• Given text

## Begin

Turning to the next chapter, Leviticus 26, the incongruity ­continues. This section is about the blessings and curses that come with the covenant: blessings if the people obey, curses if they do not. We now know, thanks to intensive study by scholars of the ancient Near East, that the covenant the Israelites made with God at Sinai was similar in form if not in substance to the suzerainty treaties of the time – peace agreements between two states, one strong, the other weak. These covenants had a highly formalised structure: preamble, historical prologue, then the terms and conditions, first in general terms and then in specific details. Witnesses are named. Provision is made for the deposition of the treaty and for regular public readings.

An essential element of these treaties was the reward for compliance and the punishment that would follow any breach. Even if we did not know this from the historical record we would know it from the book of Deuteronomy, which is structured as a covenant on a massive scale and which, near the end, details the rewards and punishments in a passage parallel to Leviticus 26. So this chapter too should have been in the book of Exodus, just before Exodus 24 which describes the formal acceptance of the covenant by the Israelites.

## End

• Extracted entries

## Begin

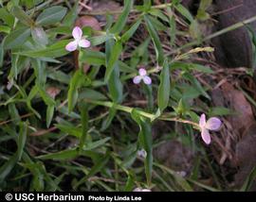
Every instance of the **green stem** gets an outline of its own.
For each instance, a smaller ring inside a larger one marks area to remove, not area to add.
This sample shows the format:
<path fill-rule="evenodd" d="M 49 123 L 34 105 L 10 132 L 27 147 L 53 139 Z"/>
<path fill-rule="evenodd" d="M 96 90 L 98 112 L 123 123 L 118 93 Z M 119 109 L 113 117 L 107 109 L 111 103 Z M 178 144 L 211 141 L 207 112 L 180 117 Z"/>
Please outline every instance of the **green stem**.
<path fill-rule="evenodd" d="M 193 46 L 193 45 L 198 45 L 199 43 L 201 43 L 201 42 L 203 42 L 211 40 L 211 39 L 213 39 L 213 38 L 215 38 L 215 37 L 218 37 L 218 36 L 223 35 L 223 34 L 226 34 L 226 33 L 228 33 L 228 32 L 229 32 L 229 31 L 232 31 L 232 30 L 235 30 L 235 29 L 237 29 L 237 28 L 240 28 L 240 27 L 244 26 L 245 25 L 250 24 L 250 23 L 252 23 L 252 22 L 254 22 L 254 21 L 256 21 L 256 16 L 253 16 L 253 17 L 248 18 L 248 19 L 247 19 L 247 20 L 245 20 L 245 21 L 236 23 L 236 24 L 234 24 L 234 25 L 229 25 L 229 26 L 228 26 L 228 27 L 226 27 L 226 28 L 223 28 L 223 29 L 221 29 L 221 30 L 219 30 L 219 31 L 217 31 L 217 32 L 215 32 L 215 33 L 213 33 L 213 34 L 210 34 L 210 35 L 205 37 L 201 42 L 193 41 L 193 42 L 188 42 L 188 43 L 186 43 L 185 45 L 183 45 L 183 46 L 181 46 L 181 47 L 175 49 L 174 51 L 169 53 L 168 56 L 169 56 L 169 55 L 172 55 L 172 54 L 174 54 L 174 53 L 178 53 L 178 52 L 180 52 L 180 51 L 181 51 L 182 49 L 184 49 L 184 48 L 188 48 L 188 47 L 191 47 L 191 46 Z"/>
<path fill-rule="evenodd" d="M 134 108 L 130 108 L 130 107 L 126 107 L 126 106 L 121 106 L 121 105 L 117 105 L 112 102 L 103 102 L 103 101 L 98 101 L 98 100 L 90 100 L 90 99 L 83 99 L 83 101 L 87 102 L 87 103 L 91 103 L 94 105 L 100 105 L 100 106 L 104 106 L 107 108 L 116 108 L 118 110 L 122 110 L 125 111 L 127 113 L 131 113 L 132 110 L 134 109 Z M 141 116 L 147 117 L 151 120 L 154 120 L 155 118 L 155 114 L 152 113 L 148 113 L 142 110 L 137 110 L 137 113 Z M 192 122 L 192 121 L 188 121 L 188 120 L 184 120 L 178 117 L 164 117 L 164 116 L 160 116 L 158 117 L 159 120 L 162 121 L 169 121 L 169 122 L 179 122 L 179 123 L 183 123 L 183 124 L 189 124 L 189 125 L 192 125 L 194 127 L 199 128 L 198 124 Z"/>
<path fill-rule="evenodd" d="M 168 3 L 168 4 L 161 4 L 161 5 L 156 5 L 156 6 L 153 6 L 151 7 L 151 8 L 158 8 L 158 9 L 163 9 L 166 8 L 168 7 L 172 7 L 172 3 Z M 111 14 L 120 14 L 122 13 L 123 10 L 116 10 L 116 11 L 111 11 Z M 132 12 L 141 12 L 138 9 L 131 9 L 130 13 Z M 106 15 L 108 13 L 108 11 L 102 11 L 102 12 L 83 12 L 82 14 L 84 15 Z"/>

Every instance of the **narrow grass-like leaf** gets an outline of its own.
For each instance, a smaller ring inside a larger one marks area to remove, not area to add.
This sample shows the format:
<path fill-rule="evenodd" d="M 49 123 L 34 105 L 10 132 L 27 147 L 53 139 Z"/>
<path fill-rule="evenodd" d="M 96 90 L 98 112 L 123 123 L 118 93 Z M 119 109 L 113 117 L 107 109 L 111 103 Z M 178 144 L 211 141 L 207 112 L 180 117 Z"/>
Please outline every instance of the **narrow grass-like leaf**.
<path fill-rule="evenodd" d="M 104 131 L 106 128 L 109 127 L 109 126 L 112 123 L 112 120 L 114 119 L 114 117 L 117 114 L 117 109 L 115 108 L 111 108 L 109 109 L 109 113 L 106 119 L 103 120 L 102 125 L 101 125 L 101 131 Z"/>
<path fill-rule="evenodd" d="M 68 54 L 68 52 L 64 49 L 64 46 L 68 42 L 68 40 L 64 40 L 57 42 L 44 49 L 16 52 L 14 54 L 30 58 L 58 58 Z"/>
<path fill-rule="evenodd" d="M 84 181 L 87 181 L 89 177 L 93 177 L 94 175 L 96 175 L 97 173 L 101 172 L 101 169 L 105 166 L 105 164 L 108 162 L 109 160 L 109 153 L 107 153 L 106 155 L 104 155 L 102 158 L 101 158 L 100 160 L 97 160 L 97 163 L 91 168 L 90 172 L 87 174 L 87 176 L 85 176 L 84 177 L 82 177 L 77 184 L 76 187 L 80 186 L 82 183 L 83 183 Z"/>
<path fill-rule="evenodd" d="M 248 192 L 251 188 L 253 181 L 256 179 L 256 166 L 251 170 L 246 181 L 244 182 L 242 188 L 240 189 L 241 192 Z"/>
<path fill-rule="evenodd" d="M 86 142 L 86 137 L 88 133 L 88 105 L 86 103 L 80 104 L 80 113 L 81 113 L 81 122 L 82 122 L 82 136 L 80 138 L 79 149 L 80 152 L 82 151 L 83 145 Z"/>
<path fill-rule="evenodd" d="M 119 60 L 121 51 L 122 51 L 122 43 L 120 41 L 118 41 L 115 43 L 111 51 L 109 60 L 107 61 L 106 73 L 105 73 L 105 77 L 104 77 L 105 82 L 107 82 L 110 79 L 111 74 L 113 70 L 115 69 L 115 64 Z"/>
<path fill-rule="evenodd" d="M 121 42 L 127 42 L 137 31 L 137 27 L 139 26 L 141 23 L 141 19 L 139 18 L 122 36 L 121 36 Z"/>
<path fill-rule="evenodd" d="M 75 107 L 78 100 L 78 88 L 81 83 L 81 79 L 82 78 L 82 73 L 81 70 L 76 71 L 74 74 L 67 93 L 67 100 L 68 100 L 68 111 L 71 112 L 73 108 Z"/>
<path fill-rule="evenodd" d="M 166 59 L 163 64 L 163 69 L 160 75 L 160 84 L 157 92 L 157 104 L 160 111 L 167 108 L 169 99 L 170 99 L 170 68 L 168 64 L 168 60 Z"/>
<path fill-rule="evenodd" d="M 54 114 L 54 105 L 48 105 L 46 109 L 46 126 L 49 127 Z"/>
<path fill-rule="evenodd" d="M 20 123 L 20 132 L 18 136 L 18 150 L 17 150 L 17 159 L 18 160 L 21 160 L 24 146 L 27 140 L 27 125 L 26 123 L 21 122 Z"/>
<path fill-rule="evenodd" d="M 162 66 L 164 62 L 164 54 L 160 39 L 157 35 L 157 32 L 155 31 L 155 28 L 154 27 L 152 22 L 150 21 L 147 15 L 144 15 L 144 20 L 146 22 L 147 29 L 155 45 L 156 60 L 158 61 L 158 64 Z"/>
<path fill-rule="evenodd" d="M 140 145 L 147 152 L 147 156 L 144 161 L 145 173 L 147 177 L 147 183 L 151 185 L 152 170 L 153 170 L 153 145 L 152 145 L 152 133 L 151 125 L 144 117 L 137 113 L 136 109 L 131 112 L 132 118 L 139 126 L 138 140 Z"/>
<path fill-rule="evenodd" d="M 31 26 L 34 24 L 34 21 L 20 8 L 14 6 L 11 13 L 19 19 L 19 21 L 25 24 L 27 26 Z"/>
<path fill-rule="evenodd" d="M 66 8 L 54 6 L 45 9 L 36 19 L 36 25 L 49 25 L 59 23 L 66 13 Z"/>
<path fill-rule="evenodd" d="M 43 27 L 35 26 L 31 29 L 31 36 L 35 42 L 42 45 L 48 43 L 48 38 Z"/>
<path fill-rule="evenodd" d="M 132 9 L 134 5 L 134 0 L 125 0 L 124 1 L 124 8 L 121 14 L 119 15 L 117 23 L 114 25 L 114 26 L 110 29 L 112 33 L 119 34 L 121 32 L 123 27 L 126 25 L 126 21 L 128 19 L 128 15 L 130 10 Z"/>
<path fill-rule="evenodd" d="M 63 150 L 56 153 L 49 153 L 42 156 L 36 157 L 39 160 L 67 160 L 75 159 L 79 154 L 79 150 L 77 149 L 68 149 Z"/>
<path fill-rule="evenodd" d="M 21 47 L 30 35 L 30 29 L 22 27 L 12 31 L 5 40 L 4 48 L 11 49 Z"/>

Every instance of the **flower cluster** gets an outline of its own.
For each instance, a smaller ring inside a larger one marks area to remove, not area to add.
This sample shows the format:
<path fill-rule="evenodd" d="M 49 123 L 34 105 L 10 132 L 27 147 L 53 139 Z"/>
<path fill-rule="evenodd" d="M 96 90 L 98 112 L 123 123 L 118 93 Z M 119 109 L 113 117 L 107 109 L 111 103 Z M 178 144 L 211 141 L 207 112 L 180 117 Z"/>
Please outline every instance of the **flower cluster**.
<path fill-rule="evenodd" d="M 67 51 L 75 51 L 78 47 L 87 48 L 90 47 L 91 42 L 82 37 L 82 30 L 79 26 L 75 26 L 72 31 L 72 36 L 74 41 L 68 42 L 65 46 Z M 151 77 L 148 76 L 147 71 L 143 68 L 138 70 L 138 76 L 136 76 L 133 78 L 135 84 L 139 84 L 141 80 L 146 84 L 150 85 L 152 83 Z M 206 121 L 206 115 L 203 113 L 200 117 L 199 127 L 201 130 L 201 137 L 203 141 L 207 143 L 210 143 L 210 136 L 209 130 L 218 130 L 221 126 L 220 119 L 216 117 L 211 117 Z M 138 156 L 146 156 L 146 153 L 143 151 L 138 152 Z"/>
<path fill-rule="evenodd" d="M 65 46 L 67 51 L 75 51 L 78 47 L 87 48 L 90 47 L 91 42 L 82 37 L 82 31 L 79 26 L 75 26 L 72 31 L 74 41 L 68 42 Z"/>

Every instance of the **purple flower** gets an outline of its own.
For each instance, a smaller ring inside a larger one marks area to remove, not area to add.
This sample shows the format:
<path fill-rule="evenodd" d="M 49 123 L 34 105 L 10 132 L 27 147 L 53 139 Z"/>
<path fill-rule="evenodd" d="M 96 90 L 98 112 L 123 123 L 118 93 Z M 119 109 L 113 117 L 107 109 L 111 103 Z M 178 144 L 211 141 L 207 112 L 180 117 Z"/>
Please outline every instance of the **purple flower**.
<path fill-rule="evenodd" d="M 65 50 L 71 52 L 76 50 L 78 46 L 82 48 L 90 47 L 91 42 L 82 37 L 82 31 L 79 26 L 73 28 L 72 35 L 75 40 L 66 44 Z"/>
<path fill-rule="evenodd" d="M 199 126 L 203 141 L 209 144 L 210 143 L 209 130 L 218 130 L 221 126 L 221 120 L 216 117 L 211 117 L 206 121 L 206 115 L 203 113 L 199 120 Z"/>
<path fill-rule="evenodd" d="M 150 78 L 150 76 L 147 76 L 147 71 L 143 68 L 140 68 L 138 70 L 138 75 L 139 76 L 137 76 L 134 77 L 134 83 L 135 84 L 138 84 L 140 83 L 141 80 L 143 80 L 143 82 L 147 85 L 150 85 L 152 83 L 152 80 Z"/>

## End

• Exercise set
1) Copy the Leviticus passage word for word, from "An essential element" up to and including "by the Israelites.".
2) Carry the Leviticus passage further, picking up right after its last sentence.
The lines have nothing to do with the Leviticus passage.

• Answers to the exercises
1)
An essential element of these treaties was the reward for compliance and the punishment that would follow any breach. Even if we did not know this from the historical record we would know it from the book of Deuteronomy, which is structured as a covenant on a massive scale and which, near the end, details the rewards and punishments in a passage parallel to Leviticus 26. So this chapter too should have been in the book of Exodus, just before Exodus 24 which describes the formal acceptance of the covenant by the Israelites.

2)
Even the closing words of Vayikra, “These are the commands the Lord gave Moses at Mount Sinai for the Israelites,” are out of place. Vayikra is set not on the mountain but in the Tent of Meeting. Again these words belong at the end of the covenant ceremony in Exodus 24.

What we have, in other words, between Exodus 24 and Leviticus 25 is a massive parenthesis, some forty chapters long, by far the largest of its kind in the Hebrew Bible. This was already noticed by the classical commentators, notably Ibn Ezra and Nahmanides. It is a huge digression. What caused it?

There is only one plausible candidate: the episode of the Golden Calf. Coming so soon after the revelation at Sinai, it marks the single greatest crisis during the wilderness years. So to understand Vayikra, we need to go back and examine closely the story of the Golden Calf.

The story in broad outlines is straightforward. Moses ascended Mount Sinai after the great revelation in which God spoke to the entire people. He had been absent for several weeks. The people, unsure of when and if he would return, panicked. Without Moses how would they receive the will and word of God? That, according to many commentators, is what the calf was: not an idol but an oracle, a point at which divine communication was received.

The people turned into a mob and crowded around Aaron, the leader in Moses’ absence. Unused to such pressure, Aaron made what turned out to be a disastrous decision. He asked the people to give him their gold ornaments, melted them down, and then shaped, “with an engraving tool,” a calf. It was a low point in the history of Israel.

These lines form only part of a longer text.